::: EXERCISE DATA :::
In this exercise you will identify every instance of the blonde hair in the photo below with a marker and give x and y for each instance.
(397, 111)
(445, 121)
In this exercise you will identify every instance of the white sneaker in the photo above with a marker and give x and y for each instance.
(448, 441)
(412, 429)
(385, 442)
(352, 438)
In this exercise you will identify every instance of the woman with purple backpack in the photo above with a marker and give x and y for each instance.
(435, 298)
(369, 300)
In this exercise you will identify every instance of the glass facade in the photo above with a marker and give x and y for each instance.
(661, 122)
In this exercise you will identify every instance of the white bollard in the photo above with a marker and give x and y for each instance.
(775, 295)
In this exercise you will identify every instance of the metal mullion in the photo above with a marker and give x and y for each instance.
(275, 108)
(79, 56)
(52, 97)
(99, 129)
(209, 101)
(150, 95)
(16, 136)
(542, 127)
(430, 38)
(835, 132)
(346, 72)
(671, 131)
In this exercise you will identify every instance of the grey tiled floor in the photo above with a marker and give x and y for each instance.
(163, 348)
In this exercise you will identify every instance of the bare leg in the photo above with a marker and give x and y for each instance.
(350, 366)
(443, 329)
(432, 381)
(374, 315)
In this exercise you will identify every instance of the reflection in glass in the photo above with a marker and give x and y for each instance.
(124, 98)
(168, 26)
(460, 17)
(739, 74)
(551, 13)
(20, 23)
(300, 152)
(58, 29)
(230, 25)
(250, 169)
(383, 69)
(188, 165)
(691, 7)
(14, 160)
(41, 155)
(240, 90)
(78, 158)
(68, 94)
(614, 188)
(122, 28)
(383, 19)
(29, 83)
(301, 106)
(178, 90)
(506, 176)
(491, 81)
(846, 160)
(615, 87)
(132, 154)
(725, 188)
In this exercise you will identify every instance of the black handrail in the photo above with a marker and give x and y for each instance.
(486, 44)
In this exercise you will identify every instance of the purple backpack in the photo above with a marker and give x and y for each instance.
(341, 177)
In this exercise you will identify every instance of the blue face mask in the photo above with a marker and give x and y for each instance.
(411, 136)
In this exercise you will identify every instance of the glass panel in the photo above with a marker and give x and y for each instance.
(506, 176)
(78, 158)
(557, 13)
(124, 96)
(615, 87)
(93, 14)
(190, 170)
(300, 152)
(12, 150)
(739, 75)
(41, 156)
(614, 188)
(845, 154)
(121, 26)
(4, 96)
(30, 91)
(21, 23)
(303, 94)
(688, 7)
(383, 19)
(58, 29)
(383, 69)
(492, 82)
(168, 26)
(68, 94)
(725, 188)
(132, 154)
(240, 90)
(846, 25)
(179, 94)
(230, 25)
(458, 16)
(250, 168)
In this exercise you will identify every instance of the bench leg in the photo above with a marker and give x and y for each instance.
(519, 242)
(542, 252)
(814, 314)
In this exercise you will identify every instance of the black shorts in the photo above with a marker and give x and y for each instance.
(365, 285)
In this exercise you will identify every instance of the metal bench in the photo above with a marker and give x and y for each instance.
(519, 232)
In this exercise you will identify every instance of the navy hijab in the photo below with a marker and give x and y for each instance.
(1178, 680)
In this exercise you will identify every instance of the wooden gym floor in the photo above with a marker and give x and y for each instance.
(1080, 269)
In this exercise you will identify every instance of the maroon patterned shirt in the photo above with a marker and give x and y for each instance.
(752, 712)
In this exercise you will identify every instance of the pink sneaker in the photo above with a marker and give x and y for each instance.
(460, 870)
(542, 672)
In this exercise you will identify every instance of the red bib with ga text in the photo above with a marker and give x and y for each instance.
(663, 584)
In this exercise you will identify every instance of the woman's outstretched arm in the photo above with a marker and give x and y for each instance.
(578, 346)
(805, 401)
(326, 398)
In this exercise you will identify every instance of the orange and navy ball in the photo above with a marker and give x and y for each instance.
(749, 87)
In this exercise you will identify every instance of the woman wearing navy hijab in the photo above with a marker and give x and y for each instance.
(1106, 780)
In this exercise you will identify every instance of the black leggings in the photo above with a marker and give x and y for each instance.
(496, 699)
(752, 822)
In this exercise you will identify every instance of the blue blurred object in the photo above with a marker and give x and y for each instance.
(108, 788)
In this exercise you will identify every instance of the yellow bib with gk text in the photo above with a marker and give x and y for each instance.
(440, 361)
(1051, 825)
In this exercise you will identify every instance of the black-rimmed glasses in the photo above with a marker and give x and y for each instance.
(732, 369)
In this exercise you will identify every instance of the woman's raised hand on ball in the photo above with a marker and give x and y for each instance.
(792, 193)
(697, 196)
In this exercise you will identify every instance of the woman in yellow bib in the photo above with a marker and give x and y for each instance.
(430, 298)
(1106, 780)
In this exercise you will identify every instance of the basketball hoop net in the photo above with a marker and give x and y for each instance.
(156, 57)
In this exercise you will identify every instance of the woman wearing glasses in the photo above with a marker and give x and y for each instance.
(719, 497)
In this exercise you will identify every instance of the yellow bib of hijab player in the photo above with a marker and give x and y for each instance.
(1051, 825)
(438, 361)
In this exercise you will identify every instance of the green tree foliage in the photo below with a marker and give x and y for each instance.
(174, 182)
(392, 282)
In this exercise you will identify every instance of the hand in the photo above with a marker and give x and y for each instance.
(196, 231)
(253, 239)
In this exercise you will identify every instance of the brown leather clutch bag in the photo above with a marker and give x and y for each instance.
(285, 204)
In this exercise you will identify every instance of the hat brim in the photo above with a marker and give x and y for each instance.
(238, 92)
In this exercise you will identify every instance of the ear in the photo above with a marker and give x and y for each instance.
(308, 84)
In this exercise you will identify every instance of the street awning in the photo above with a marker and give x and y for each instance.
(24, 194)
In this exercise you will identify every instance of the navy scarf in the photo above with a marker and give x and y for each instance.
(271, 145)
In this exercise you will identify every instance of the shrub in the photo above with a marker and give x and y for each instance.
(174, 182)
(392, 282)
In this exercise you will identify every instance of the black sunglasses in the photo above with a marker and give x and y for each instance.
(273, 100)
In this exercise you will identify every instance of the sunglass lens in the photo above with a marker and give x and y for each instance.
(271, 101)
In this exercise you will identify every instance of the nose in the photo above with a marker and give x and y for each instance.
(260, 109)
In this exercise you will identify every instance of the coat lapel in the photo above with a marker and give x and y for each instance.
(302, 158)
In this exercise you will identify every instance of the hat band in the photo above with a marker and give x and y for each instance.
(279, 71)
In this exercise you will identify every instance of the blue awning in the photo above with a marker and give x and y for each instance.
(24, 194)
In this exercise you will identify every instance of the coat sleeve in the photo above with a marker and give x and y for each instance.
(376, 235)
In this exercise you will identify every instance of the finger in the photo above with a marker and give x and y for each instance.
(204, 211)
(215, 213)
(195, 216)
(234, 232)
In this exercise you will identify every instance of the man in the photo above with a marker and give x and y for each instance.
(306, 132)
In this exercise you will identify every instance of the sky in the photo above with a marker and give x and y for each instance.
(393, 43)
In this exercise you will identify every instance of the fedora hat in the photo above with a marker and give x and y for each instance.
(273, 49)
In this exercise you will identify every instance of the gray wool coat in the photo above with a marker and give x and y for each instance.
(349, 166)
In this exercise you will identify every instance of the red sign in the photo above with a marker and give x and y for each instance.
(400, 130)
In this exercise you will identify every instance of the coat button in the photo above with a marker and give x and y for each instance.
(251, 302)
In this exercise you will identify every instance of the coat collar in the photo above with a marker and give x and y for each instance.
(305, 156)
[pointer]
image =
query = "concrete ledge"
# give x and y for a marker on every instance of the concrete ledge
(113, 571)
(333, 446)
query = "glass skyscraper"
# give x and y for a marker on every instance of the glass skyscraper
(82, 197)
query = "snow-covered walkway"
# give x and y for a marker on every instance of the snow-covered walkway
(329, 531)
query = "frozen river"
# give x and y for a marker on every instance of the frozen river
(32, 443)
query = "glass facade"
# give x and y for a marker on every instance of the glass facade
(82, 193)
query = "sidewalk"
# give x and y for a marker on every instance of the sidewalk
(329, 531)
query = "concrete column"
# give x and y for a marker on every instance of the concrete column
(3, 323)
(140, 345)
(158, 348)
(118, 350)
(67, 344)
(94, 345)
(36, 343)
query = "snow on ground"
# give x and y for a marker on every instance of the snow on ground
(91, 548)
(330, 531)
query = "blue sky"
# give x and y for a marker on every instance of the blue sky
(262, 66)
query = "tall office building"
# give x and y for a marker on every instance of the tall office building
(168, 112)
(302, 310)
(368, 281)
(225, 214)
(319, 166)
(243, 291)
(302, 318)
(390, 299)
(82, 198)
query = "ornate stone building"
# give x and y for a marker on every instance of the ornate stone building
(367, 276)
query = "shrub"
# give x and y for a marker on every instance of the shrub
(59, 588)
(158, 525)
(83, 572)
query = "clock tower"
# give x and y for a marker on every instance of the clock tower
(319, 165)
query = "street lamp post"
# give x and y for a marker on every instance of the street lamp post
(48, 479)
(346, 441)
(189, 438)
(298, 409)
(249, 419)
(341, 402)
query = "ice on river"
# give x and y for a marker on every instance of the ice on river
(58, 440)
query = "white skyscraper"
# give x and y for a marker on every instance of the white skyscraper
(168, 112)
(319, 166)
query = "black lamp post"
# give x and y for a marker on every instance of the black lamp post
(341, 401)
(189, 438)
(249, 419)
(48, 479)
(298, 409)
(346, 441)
:::
EXERCISE OBJECTIVE: Copy exactly the lines that run from the one containing "the snow on ground" to the last line of the listing, both included, and nothing more.

TASK OUTPUT:
# give x and y for a marker on every instance of the snow on ground
(91, 548)
(330, 531)
query = "blue sky"
# give x and y for a marker on every instance of the blue sky
(262, 66)
query = "tall office building"
# give x and y for a marker on every instance of the tall office building
(168, 112)
(302, 310)
(368, 281)
(225, 214)
(319, 166)
(243, 291)
(302, 318)
(390, 299)
(82, 198)
query = "ornate stone building"
# give x and y for a marker on every instance of the ornate stone building
(367, 276)
query = "shrub"
# give x and y for a marker on every instance of the shrub
(59, 588)
(158, 525)
(83, 572)
query = "clock tower"
# give x and y for a marker on every instance of the clock tower
(319, 165)
query = "street lamp post"
# give x and y for a marker on every instance of the street lamp post
(48, 479)
(346, 441)
(189, 438)
(298, 409)
(249, 419)
(341, 402)
query = "ice on river"
# give x and y for a marker on every instance of the ice on river
(58, 440)
query = "white skyscraper"
# give x and y for a marker on every instance of the white skyscraper
(168, 112)
(319, 166)
query = "black lamp post"
# give x and y for a marker on every instance of the black lamp post
(341, 401)
(189, 438)
(249, 419)
(48, 479)
(298, 409)
(346, 441)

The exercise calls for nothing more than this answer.